Written instruction -> Please copy the items from their start through the line that contains "M181 115L177 97L177", inclusive, swapping "compact" for "brief" and leaving everything else unchanged.

Extracted data ->

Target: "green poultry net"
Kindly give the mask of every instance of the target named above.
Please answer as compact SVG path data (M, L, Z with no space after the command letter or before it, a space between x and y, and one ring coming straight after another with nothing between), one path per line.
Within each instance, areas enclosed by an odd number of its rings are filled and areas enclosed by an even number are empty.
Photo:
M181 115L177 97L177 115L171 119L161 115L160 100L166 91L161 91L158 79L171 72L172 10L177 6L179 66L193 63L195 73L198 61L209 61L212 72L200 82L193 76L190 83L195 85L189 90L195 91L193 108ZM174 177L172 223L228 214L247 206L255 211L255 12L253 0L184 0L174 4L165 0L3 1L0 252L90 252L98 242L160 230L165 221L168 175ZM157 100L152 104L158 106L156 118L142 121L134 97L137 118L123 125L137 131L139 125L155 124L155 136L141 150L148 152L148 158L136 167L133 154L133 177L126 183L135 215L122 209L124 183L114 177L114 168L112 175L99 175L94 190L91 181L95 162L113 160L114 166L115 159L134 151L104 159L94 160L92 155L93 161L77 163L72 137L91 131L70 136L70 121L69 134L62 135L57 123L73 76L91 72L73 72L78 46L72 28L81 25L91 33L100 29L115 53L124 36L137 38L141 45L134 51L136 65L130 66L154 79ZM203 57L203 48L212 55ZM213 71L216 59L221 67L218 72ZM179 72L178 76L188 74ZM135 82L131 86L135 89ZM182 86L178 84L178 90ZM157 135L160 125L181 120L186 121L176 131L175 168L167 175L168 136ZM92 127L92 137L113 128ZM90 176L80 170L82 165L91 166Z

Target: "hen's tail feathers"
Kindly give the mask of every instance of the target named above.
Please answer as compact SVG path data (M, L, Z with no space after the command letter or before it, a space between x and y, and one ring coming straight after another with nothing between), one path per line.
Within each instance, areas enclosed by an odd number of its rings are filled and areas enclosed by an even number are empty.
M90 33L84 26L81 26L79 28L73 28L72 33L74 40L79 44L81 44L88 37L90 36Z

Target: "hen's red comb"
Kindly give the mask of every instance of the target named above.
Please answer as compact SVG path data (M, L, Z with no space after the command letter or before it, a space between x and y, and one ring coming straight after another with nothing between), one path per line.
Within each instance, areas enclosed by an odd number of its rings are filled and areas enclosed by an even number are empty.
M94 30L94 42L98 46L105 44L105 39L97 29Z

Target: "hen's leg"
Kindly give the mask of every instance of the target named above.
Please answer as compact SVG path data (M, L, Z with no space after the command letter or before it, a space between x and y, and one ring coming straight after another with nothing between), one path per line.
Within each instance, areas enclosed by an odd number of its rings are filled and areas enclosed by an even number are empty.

Result below ->
Target: "green poultry net"
Kindly give the mask of every instance of the target named above.
Please answer as brief SVG path data (M, L, Z with no space after the command letter or before it, a space between x and y, and one ring coming straight after another with nothing between), one path per line.
Within each instance, areas enclosed by an odd number of its rings are filled and areas enclosed by an even number are empty.
Photo:
M181 115L177 97L177 115L171 119L161 115L160 100L166 91L161 91L158 79L171 72L172 10L177 6L179 66L193 63L195 73L198 61L209 61L212 72L200 82L193 76L190 83L195 85L189 90L195 91L193 108ZM174 177L172 223L228 214L247 206L255 211L255 12L253 0L184 0L174 4L165 0L3 1L0 252L90 252L98 242L160 230L165 221L168 175ZM157 100L152 104L158 106L156 118L142 121L134 97L137 118L123 125L137 131L139 125L155 124L155 136L141 150L148 152L148 158L136 167L133 154L133 177L126 183L135 215L122 209L124 183L114 177L114 168L112 175L99 175L94 190L91 181L95 162L113 160L114 166L115 159L134 151L104 159L94 160L92 155L93 161L77 163L72 137L91 131L70 136L70 121L69 134L62 135L57 123L73 76L91 72L73 72L78 46L72 28L81 25L91 33L100 29L115 53L124 36L137 38L141 45L134 51L136 65L130 66L154 79ZM203 57L203 48L212 55ZM213 71L216 59L221 67L218 72ZM179 72L178 76L188 74ZM135 82L131 86L135 89ZM182 86L178 84L178 90ZM157 135L160 125L181 120L186 121L176 131L175 168L167 175L168 136ZM92 127L92 137L113 128ZM90 176L80 170L82 165L91 166Z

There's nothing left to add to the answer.